Entries from an annotation dataset:
.....

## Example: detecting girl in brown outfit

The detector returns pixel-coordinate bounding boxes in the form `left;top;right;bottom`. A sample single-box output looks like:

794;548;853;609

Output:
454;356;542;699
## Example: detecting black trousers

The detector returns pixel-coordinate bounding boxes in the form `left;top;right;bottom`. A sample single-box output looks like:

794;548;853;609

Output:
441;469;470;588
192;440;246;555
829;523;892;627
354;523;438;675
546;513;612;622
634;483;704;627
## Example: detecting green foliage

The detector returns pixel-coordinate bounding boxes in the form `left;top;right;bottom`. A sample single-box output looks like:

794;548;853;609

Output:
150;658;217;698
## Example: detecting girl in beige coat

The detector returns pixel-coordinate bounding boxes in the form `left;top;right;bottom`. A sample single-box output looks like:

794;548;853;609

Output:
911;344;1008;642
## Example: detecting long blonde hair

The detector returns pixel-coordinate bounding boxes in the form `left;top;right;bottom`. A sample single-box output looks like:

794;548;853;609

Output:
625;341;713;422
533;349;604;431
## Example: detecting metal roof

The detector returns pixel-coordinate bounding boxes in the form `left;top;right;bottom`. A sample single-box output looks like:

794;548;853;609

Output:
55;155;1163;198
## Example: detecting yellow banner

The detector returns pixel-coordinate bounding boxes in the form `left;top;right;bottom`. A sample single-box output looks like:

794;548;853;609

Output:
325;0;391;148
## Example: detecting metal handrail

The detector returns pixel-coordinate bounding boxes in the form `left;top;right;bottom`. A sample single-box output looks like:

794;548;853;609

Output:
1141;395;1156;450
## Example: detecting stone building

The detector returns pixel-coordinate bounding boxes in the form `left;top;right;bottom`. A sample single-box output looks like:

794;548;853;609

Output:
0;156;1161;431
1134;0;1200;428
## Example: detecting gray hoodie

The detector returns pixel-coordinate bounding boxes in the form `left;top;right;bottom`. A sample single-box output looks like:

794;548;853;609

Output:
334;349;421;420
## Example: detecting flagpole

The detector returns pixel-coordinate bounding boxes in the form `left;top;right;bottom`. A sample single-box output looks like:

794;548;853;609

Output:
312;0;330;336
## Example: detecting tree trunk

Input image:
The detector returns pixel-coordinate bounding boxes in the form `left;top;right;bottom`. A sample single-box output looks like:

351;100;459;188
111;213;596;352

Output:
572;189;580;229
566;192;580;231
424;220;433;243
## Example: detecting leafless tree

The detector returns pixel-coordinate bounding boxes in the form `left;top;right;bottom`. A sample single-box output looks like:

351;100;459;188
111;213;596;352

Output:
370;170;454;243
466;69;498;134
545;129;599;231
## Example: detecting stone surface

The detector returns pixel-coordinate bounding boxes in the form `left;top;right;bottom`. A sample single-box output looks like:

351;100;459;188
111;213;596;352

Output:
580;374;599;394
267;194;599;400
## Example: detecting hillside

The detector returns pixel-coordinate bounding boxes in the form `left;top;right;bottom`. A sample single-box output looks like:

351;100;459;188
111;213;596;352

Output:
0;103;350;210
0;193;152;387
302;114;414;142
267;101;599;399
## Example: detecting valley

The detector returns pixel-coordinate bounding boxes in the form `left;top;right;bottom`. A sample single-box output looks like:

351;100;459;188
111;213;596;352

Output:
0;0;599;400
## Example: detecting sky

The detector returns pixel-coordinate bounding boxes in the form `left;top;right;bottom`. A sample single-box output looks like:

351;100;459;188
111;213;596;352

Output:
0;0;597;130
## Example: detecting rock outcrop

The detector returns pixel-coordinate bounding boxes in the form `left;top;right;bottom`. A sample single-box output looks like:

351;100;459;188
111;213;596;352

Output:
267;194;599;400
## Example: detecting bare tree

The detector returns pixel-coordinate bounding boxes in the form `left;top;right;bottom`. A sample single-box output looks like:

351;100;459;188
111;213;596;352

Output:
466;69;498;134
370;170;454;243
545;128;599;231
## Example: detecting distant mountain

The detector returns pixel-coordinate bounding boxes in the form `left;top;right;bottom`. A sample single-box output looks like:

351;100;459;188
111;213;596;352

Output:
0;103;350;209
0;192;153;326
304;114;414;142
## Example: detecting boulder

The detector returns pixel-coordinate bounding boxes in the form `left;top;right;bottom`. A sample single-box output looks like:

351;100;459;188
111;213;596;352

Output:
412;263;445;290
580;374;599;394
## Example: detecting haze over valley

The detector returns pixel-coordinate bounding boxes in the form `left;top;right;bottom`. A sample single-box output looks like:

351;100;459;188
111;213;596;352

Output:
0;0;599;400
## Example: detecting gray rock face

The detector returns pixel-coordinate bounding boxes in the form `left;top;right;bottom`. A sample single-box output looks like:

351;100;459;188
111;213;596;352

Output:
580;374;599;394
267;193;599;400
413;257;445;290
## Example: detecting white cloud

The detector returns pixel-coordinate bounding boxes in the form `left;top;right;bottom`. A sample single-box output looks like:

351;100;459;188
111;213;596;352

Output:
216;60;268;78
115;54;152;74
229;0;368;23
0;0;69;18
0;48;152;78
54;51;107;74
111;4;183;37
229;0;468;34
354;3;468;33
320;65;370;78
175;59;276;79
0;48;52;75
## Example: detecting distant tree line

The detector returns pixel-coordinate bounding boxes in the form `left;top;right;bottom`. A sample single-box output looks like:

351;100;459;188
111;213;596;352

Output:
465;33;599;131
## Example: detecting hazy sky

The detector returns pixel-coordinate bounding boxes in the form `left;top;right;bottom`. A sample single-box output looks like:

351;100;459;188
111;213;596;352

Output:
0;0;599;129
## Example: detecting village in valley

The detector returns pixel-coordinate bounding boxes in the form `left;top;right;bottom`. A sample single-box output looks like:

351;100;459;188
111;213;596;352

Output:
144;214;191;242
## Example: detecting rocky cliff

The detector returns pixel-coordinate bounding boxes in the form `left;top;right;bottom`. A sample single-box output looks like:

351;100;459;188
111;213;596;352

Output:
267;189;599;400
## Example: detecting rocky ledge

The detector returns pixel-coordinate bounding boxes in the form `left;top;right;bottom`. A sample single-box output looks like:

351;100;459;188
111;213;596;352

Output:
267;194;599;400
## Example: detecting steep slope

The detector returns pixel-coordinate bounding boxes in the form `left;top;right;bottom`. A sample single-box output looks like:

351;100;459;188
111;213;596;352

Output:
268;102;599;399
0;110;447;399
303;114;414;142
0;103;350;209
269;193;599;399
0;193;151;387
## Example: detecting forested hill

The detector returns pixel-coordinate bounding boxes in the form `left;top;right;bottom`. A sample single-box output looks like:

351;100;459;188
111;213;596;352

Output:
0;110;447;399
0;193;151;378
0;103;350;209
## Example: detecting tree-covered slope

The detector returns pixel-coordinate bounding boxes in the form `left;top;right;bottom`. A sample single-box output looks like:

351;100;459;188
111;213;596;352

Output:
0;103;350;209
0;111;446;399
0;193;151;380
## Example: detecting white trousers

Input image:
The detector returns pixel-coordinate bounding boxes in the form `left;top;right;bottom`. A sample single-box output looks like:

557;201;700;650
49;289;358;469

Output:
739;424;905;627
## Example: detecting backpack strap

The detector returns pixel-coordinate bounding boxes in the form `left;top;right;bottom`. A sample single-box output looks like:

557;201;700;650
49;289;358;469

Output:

.....

▶ [What you are asked to do]
Lay out every line of these records as a numbered list, skipping any blank lines.

▶ [Written response]
1. ## Example: detecting girl in brown outfit
2. The detector returns pixel-coordinate bounding boxes in the form `left;top;right;bottom`. A sample single-box output looks like:
3. 794;548;853;609
4. Output:
5. 454;356;542;699
6. ## Example: detecting black trousers
7. The detector returns pixel-coordinate bounding boxes in the form `left;top;right;bottom`. A sample single-box output looks like:
8. 794;548;853;609
9. Output:
10. 441;469;470;588
11. 192;440;246;555
12. 829;523;892;627
13. 354;523;438;675
14. 546;513;612;622
15. 634;483;704;627
16. ## Example: detecting green foliage
17. The detector returns pixel-coordinate bounding boxes in the form `left;top;right;bottom`. A sample single-box output looks like:
18. 794;548;853;609
19. Output:
20. 150;658;217;698
21. ## Example: detecting girl in beige coat
22. The detector returns pixel-coordinate bounding boxes in the form `left;top;right;bottom`. A sample single-box output looks like:
23. 794;548;853;609
24. Output:
25. 911;344;1008;642
26. ## Example: detecting long blonde hair
27. The detector returns pixel-coordinate bounding boxes in the form `left;top;right;bottom`. A sample single-box output looks like:
28. 794;548;853;609
29. Output:
30. 625;341;713;422
31. 533;349;604;431
32. ## Example: detecting metal roof
33. The detector returns pixel-coordinate bounding boxes in the form `left;top;right;bottom`. A sample single-box output looks like:
34. 794;548;853;609
35. Output:
36. 55;155;1163;198
37. ## Example: detecting yellow banner
38. The detector returns pixel-coordinate bounding boxes in the form `left;top;right;bottom`. A sample single-box output looks like:
39. 794;548;853;609
40. Output:
41. 325;0;391;148
42. ## Example: detecting metal handrail
43. The detector returns pixel-coordinate bounding boxes in the form `left;top;right;bottom`. A sample single-box output looks like:
44. 794;548;853;609
45. Output:
46. 1141;395;1156;450
47. ## Example: detecting stone building
48. The detector returns pixel-coordinate bounding boxes in the form `left;top;right;bottom`. A sample single-box output looks like:
49. 794;548;853;609
50. Output:
51. 0;156;1161;431
52. 1134;0;1200;428
53. ## Example: detecting gray hoodie
54. The detector returns pixel-coordinate bounding boxes in the form `left;top;right;bottom`. A sample single-box output looks like:
55. 794;548;853;609
56. Output:
57. 334;349;421;420
58. ## Example: detecting flagpole
59. The detector returns pixel-coordinate bounding boxes in the form `left;top;right;bottom`. A sample single-box output looks like:
60. 794;548;853;609
61. Output:
62. 312;0;330;336
63. ## Example: detecting tree trunk
64. Input image:
65. The detector returns pixel-coordinate bounding boxes in the form `left;top;right;bottom`. A sample single-box output looks like:
66. 351;100;459;188
67. 111;213;596;352
68. Output:
69. 572;189;580;229
70. 566;192;580;231
71. 424;220;433;243
72. ## Example: detecting leafless tree
73. The detector returns pixel-coordinate bounding boxes in the form `left;top;right;bottom`. A sample single-box output looks like:
74. 351;100;459;188
75. 111;213;596;352
76. Output:
77. 370;170;454;243
78. 466;69;498;134
79. 545;129;599;231
80. ## Example: detecting stone surface
81. The detector returns pixel-coordinate bounding boxes in the form `left;top;right;bottom`. A sample single-box output looks like:
82. 351;100;459;188
83. 111;213;596;352
84. Output:
85. 580;374;599;394
86. 267;194;599;400
87. ## Example: detecting hillside
88. The detector returns pixel-coordinate bounding boxes in the form `left;top;right;bottom`. A sample single-box output looks like:
89. 351;100;459;188
90. 111;213;596;352
91. Output:
92. 0;103;350;210
93. 0;193;152;387
94. 302;114;414;142
95. 267;101;599;399
96. ## Example: detecting valley
97. The detector returns pixel-coordinate bounding boxes in the form `left;top;right;bottom`. A sample single-box output looks like:
98. 351;100;459;188
99. 111;213;596;352
100. Output:
101. 0;0;599;400
102. ## Example: detecting sky
103. The detector returns pixel-coordinate bounding boxes in the form `left;top;right;bottom`. A sample single-box output looks like:
104. 351;100;459;188
105. 111;213;596;352
106. Output:
107. 0;0;597;130
108. ## Example: detecting rock outcrop
109. The detector returns pixel-coordinate bounding boxes in the form `left;top;right;bottom`. A sample single-box output looks like:
110. 351;100;459;188
111. 111;213;596;352
112. Output:
113. 267;194;599;400
114. ## Example: detecting bare tree
115. The detector returns pixel-coordinate bounding boxes in the form `left;top;right;bottom`. A sample single-box output looks like:
116. 351;100;459;188
117. 111;213;596;352
118. Output:
119. 466;69;498;134
120. 370;170;454;243
121. 545;128;599;231
122. ## Example: detecting distant mountain
123. The detector returns pixel-coordinate bounding boxes in the form `left;top;right;bottom`. A sample single-box output looks like:
124. 351;100;459;188
125. 111;213;596;352
126. Output:
127. 0;103;350;209
128. 0;192;153;326
129. 304;114;414;142
130. ## Example: detecting boulder
131. The detector returns pixel-coordinate bounding boxes in the form `left;top;right;bottom`. A sample single-box output looks like:
132. 351;100;459;188
133. 111;213;596;352
134. Output:
135. 412;263;445;290
136. 580;374;599;394
137. ## Example: detecting haze over valley
138. The detector returns pixel-coordinate bounding boxes in the form `left;top;right;bottom`. A sample single-box output looks like:
139. 351;100;459;188
140. 111;213;596;352
141. Output:
142. 0;0;599;400
143. ## Example: detecting gray rock face
144. The detector returns pixel-coordinate bounding boxes in the form `left;top;right;bottom`. A sample single-box output looks like:
145. 351;100;459;188
146. 111;213;596;352
147. Output:
148. 580;374;599;394
149. 267;193;599;400
150. 413;257;445;290
151. ## Example: detecting white cloud
152. The detector returns pixel-coordinate bounding boxes in the form `left;top;right;bottom`. A sample single-box output looks like:
153. 351;100;459;188
154. 111;213;596;352
155. Output:
156. 216;60;268;78
157. 115;54;152;74
158. 229;0;368;23
159. 0;0;69;18
160. 0;48;152;78
161. 54;51;107;74
162. 111;4;183;37
163. 229;0;468;34
164. 354;3;468;33
165. 320;65;370;78
166. 175;59;276;79
167. 0;48;52;75
168. ## Example: detecting distant tree line
169. The detector returns pixel-coordinate bounding boxes in the form `left;top;right;bottom`. A sample single-box output looks like:
170. 351;100;459;188
171. 111;213;596;352
172. Output:
173. 465;33;599;131
174. ## Example: detecting hazy sky
175. The detector returns pixel-coordinate bounding boxes in the form `left;top;right;bottom`. A sample single-box output looks like:
176. 351;100;459;188
177. 111;213;596;352
178. Output:
179. 0;0;599;129
180. ## Example: detecting village in valley
181. The detector returns pixel-coordinate bounding boxes in the form `left;top;right;bottom`. A sample single-box output looks like:
182. 351;100;459;188
183. 111;213;596;352
184. Output:
185. 144;214;191;242
186. ## Example: detecting rocky cliff
187. The detector returns pixel-coordinate bounding boxes in the form `left;top;right;bottom`. A sample single-box output looks like:
188. 351;100;459;188
189. 111;213;596;352
190. Output:
191. 267;189;599;400
192. ## Example: detecting rocky ledge
193. The detector returns pixel-coordinate bounding boxes in the form `left;top;right;bottom`. A sample single-box output looks like:
194. 351;100;459;188
195. 111;213;596;352
196. Output:
197. 267;194;599;400
198. ## Example: detecting steep slope
199. The detector returns pixel-coordinate bounding boxes in the form `left;top;right;bottom`. A sample single-box output looks like:
200. 351;100;459;188
201. 111;213;596;352
202. Output:
203. 268;102;599;399
204. 0;110;447;399
205. 303;114;414;142
206. 0;103;350;209
207. 269;193;599;399
208. 0;193;151;387
209. ## Example: detecting forested hill
210. The detector returns pixel-coordinate bounding boxes in the form `left;top;right;bottom`. A sample single-box output looks like:
211. 351;100;459;188
212. 111;213;596;352
213. Output:
214. 0;110;447;399
215. 0;193;151;378
216. 0;103;350;209
217. ## Example: detecting tree-covered slope
218. The detector returns pixel-coordinate bounding boxes in the form `left;top;right;bottom`. A sample single-box output looks like:
219. 351;100;459;188
220. 111;213;596;352
221. Output:
222. 0;103;350;209
223. 0;111;446;399
224. 0;193;151;380
225. ## Example: detecting white trousers
226. Input image:
227. The detector returns pixel-coordinate bounding boxes in the form `left;top;right;bottom`. A sample single-box output looks like:
228. 557;201;700;650
229. 49;289;358;469
230. Output:
231. 739;424;905;627
232. ## Example: detecting backpack strap
233. The detector returns pixel-coordinate bounding boxes in the form `left;top;right;bottom`. A sample single-box output looks like:
234. 557;201;700;650
235. 49;289;358;469
236. Output:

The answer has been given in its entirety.